> Texto extraído
6) El ministerio de Jesús
Los años del ministerio de Jesús sobre la tierra constituyen un período de transición entre la dispensación de la ley y la de la gracia. Ya pertenecen al tiempo de la gracia, pero aún no al de la Iglesia, el cual sólo empieza el día de Pentecostés.
Es natural que los cristianos busquen en los evangelios, en las enseñanzas de Cristo mismo, la esencia del cristianismo. En un sentido, es correcto: las palabras y los hechos de Jesús tienen un valor insuperable para el corazón de todo verdadero creyente. Sin embargo, el Señor mismo dijo: “Aún tengo muchas cosas que deciros, pero ahora no las podéis sobrellevar. Pero cuando venga el Espíritu de verdad, él os guiará a toda la verdad” (Juan 16:12-13). El cristianismo no podía ser revelado en su plenitud antes del cumplimiento de la obra de Cristo en la cruz y su ascensión a la gloria.
El Señor vino a la tierra para cumplir lo que de él se anunciaba en el Antiguo Testamento. Todas las esperanzas de los fieles en Israel estaban concentradas en “Aquel que había de venir” y en el reino glorioso que debía instaurar (compárese con Mateo 11:3). El rechazo del Mesías, de hecho, era perfectamente conocido por Dios, y los profetas habían hablado de ello, pero el Señor no se presentó a Israel como el Rey rechazado. Se presentó como aquel que debía ser recibido.

> Qué hay que hacer
Cambia "Mesías" por "Ungido" y copia el texto sobre el ministerio de Jesús entre "El Señor vino" y "debía ser recibido.", ambos incluidos.

> Extracto de datos

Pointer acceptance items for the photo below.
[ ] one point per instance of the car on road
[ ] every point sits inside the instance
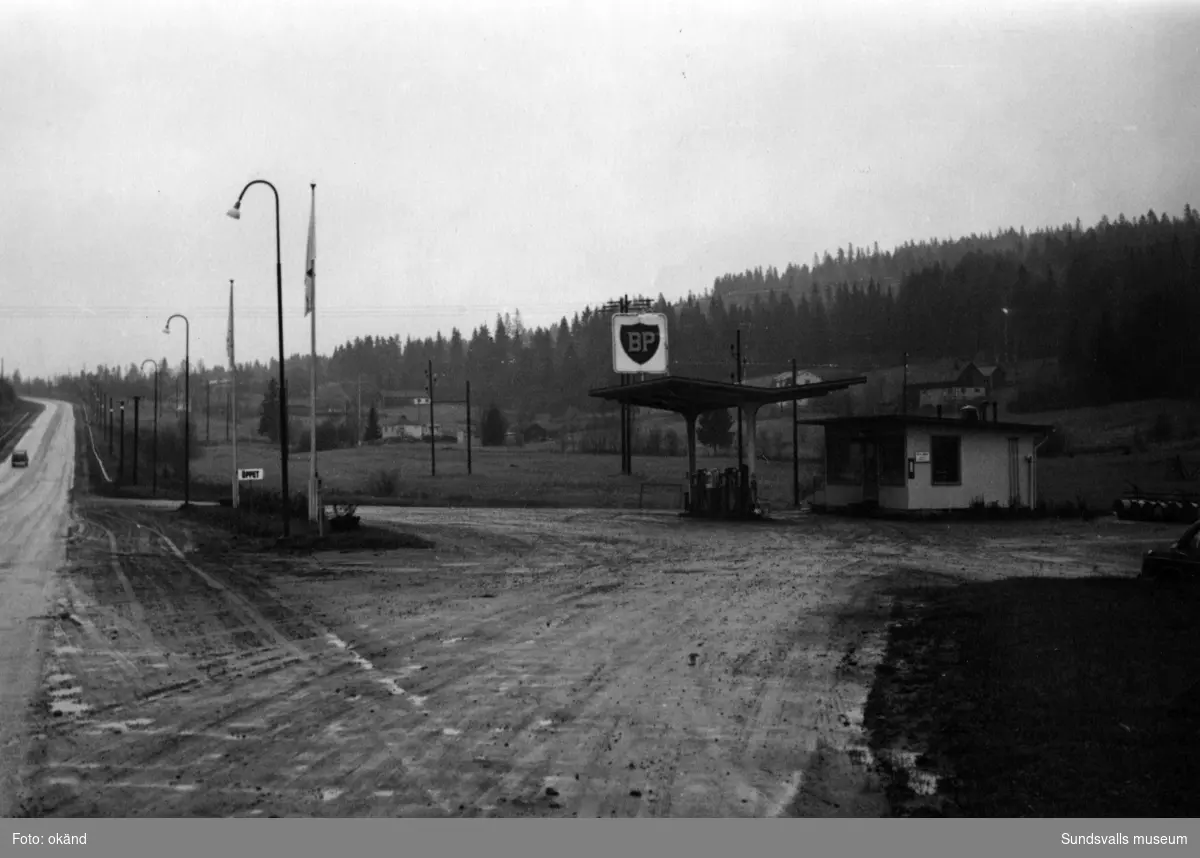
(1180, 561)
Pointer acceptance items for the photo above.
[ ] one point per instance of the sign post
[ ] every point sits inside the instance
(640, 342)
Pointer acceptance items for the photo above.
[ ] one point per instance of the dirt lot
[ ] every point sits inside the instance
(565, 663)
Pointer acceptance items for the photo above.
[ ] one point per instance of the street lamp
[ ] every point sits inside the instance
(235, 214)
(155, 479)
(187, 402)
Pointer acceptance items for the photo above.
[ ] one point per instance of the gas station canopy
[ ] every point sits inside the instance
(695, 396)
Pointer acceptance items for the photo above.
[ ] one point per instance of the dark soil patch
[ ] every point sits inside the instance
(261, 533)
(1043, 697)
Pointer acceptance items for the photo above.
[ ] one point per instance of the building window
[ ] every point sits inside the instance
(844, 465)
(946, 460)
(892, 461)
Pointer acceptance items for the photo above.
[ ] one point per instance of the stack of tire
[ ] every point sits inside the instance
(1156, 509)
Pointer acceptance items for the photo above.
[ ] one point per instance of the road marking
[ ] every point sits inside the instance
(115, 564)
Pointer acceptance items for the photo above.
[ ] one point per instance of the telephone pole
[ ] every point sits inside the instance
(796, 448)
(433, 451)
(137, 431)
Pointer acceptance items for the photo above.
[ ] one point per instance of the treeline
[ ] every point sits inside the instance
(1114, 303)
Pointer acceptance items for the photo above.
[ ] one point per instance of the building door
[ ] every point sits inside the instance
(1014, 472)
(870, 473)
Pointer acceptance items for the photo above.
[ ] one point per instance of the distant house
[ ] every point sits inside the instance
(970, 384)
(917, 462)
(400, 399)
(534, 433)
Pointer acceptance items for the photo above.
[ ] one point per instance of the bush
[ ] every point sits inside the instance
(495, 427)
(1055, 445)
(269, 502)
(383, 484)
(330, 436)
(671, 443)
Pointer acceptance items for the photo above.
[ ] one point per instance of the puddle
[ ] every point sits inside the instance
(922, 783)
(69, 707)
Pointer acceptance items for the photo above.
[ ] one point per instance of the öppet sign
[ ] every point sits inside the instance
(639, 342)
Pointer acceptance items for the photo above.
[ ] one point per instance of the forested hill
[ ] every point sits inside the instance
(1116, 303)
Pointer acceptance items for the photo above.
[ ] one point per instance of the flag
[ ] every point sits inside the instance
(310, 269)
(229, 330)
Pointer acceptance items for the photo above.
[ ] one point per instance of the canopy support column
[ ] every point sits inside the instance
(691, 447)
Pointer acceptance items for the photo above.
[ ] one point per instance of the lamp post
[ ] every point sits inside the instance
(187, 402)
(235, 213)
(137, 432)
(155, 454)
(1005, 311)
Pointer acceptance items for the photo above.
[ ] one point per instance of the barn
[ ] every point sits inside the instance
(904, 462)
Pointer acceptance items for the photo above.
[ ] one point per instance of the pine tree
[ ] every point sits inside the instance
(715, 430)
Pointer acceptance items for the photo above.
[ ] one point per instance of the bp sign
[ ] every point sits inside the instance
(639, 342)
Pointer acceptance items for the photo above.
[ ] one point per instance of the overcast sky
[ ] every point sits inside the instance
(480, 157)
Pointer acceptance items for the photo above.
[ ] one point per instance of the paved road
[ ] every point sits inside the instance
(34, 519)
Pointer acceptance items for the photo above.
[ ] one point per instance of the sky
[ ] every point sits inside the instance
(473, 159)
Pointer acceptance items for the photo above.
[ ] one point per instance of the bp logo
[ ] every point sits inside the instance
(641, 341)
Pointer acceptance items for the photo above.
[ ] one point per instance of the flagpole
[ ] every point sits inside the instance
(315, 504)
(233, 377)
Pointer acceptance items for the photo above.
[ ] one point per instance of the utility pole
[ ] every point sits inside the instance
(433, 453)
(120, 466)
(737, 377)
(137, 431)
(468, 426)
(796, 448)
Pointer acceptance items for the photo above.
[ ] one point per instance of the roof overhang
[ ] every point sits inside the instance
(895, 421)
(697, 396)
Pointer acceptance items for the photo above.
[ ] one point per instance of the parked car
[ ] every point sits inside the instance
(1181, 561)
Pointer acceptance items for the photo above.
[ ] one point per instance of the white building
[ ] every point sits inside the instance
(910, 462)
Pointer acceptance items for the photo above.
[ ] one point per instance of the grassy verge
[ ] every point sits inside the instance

> Respuesta resuelta
El Señor vino a la tierra para cumplir lo que de él se anunciaba en el Antiguo Testamento. Todas las esperanzas de los fieles en Israel estaban concentradas en “Aquel que había de venir” y en el reino glorioso que debía instaurar (compárese con Mateo 11:3). El rechazo del Ungido, de hecho, era perfectamente conocido por Dios, y los profetas habían hablado de ello, pero el Señor no se presentó a Israel como el Rey rechazado. Se presentó como aquel que debía ser recibido.